▶

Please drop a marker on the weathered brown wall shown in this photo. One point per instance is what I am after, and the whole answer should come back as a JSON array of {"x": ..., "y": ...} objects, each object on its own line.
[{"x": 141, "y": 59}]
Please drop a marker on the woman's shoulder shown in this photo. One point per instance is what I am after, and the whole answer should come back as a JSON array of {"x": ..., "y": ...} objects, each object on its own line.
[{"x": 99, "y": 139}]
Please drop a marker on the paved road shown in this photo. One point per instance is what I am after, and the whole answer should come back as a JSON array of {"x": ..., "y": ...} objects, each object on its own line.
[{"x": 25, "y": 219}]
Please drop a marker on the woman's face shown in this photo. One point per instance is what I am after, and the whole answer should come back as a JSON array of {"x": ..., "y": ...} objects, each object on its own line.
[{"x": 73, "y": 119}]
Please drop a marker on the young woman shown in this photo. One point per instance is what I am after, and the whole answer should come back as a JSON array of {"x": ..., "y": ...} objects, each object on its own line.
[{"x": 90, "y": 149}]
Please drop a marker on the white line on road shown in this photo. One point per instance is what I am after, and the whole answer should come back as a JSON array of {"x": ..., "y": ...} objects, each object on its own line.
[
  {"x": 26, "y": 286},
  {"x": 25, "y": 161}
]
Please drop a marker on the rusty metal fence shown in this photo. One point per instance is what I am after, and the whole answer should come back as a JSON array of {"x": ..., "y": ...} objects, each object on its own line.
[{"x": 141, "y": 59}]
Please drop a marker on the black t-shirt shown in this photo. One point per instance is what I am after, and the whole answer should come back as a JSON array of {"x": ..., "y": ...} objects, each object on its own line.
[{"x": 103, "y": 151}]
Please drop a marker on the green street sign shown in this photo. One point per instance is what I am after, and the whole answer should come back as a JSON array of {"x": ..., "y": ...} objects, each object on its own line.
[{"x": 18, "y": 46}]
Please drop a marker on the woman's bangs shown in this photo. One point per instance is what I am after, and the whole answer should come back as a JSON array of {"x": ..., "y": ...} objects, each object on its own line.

◀

Print all of the lines above so that each one matches its original exactly.

Output of the exercise -
Please drop a marker on the weathered brown wall shown in this photo. One point per instance is what I am after, and the whole answer should come back as a JSON array of {"x": ..., "y": ...} objects, each object on its own line.
[{"x": 141, "y": 59}]
Please drop a marker on the woman's shoulder shown in this photo. One point per instance is what I am after, and the whole answer should come back as a JSON array of {"x": ..., "y": ...} objects, each object on its own line.
[{"x": 99, "y": 139}]
Please drop a marker on the paved road shown in this photo. One point per instance is what I am after, and the whole answer should come back as a JSON array of {"x": ..., "y": ...} objects, each object on its own line.
[{"x": 25, "y": 219}]
Please drop a marker on the woman's face shown in this photo. One point per instance is what I am after, and the whole answer should come back as a JSON array of {"x": ..., "y": ...} objects, each object on its own line.
[{"x": 73, "y": 119}]
Please drop a marker on the young woman shown in this photo. One point per instance is what I am after, and the whole answer should come back as a JSON array of {"x": ..., "y": ...} objects, each object on its own line.
[{"x": 90, "y": 149}]
Please drop a marker on the white line on road shown in this photo. One point per instance is what I am after, and the whole answer should come back as a JSON array of {"x": ..., "y": ...} objects, each object on its own line.
[
  {"x": 26, "y": 286},
  {"x": 25, "y": 161}
]
Please drop a marker on the rusty metal fence shown in this photo. One point per instance is what I am after, and the whole answer should come back as a JSON array of {"x": ..., "y": ...} objects, each object on its own line.
[{"x": 141, "y": 59}]
Please drop a marker on the black t-shirt shown in this photo. One point per instance is what I am after, and the whole answer should come back as a JSON array of {"x": ..., "y": ...} objects, each object on its own line.
[{"x": 103, "y": 151}]
Please drop a marker on the green street sign shown in this photo. One point per instance is what I am after, and the whole answer should come back as a JSON array of {"x": ..., "y": ...} objects, each object on its own line.
[{"x": 18, "y": 46}]
Please drop a marker on the woman's bangs shown in this photo. One point per instance is what I am after, and the whole answer should come back as a JSON array of {"x": ..., "y": ...} objects, each object on its own line.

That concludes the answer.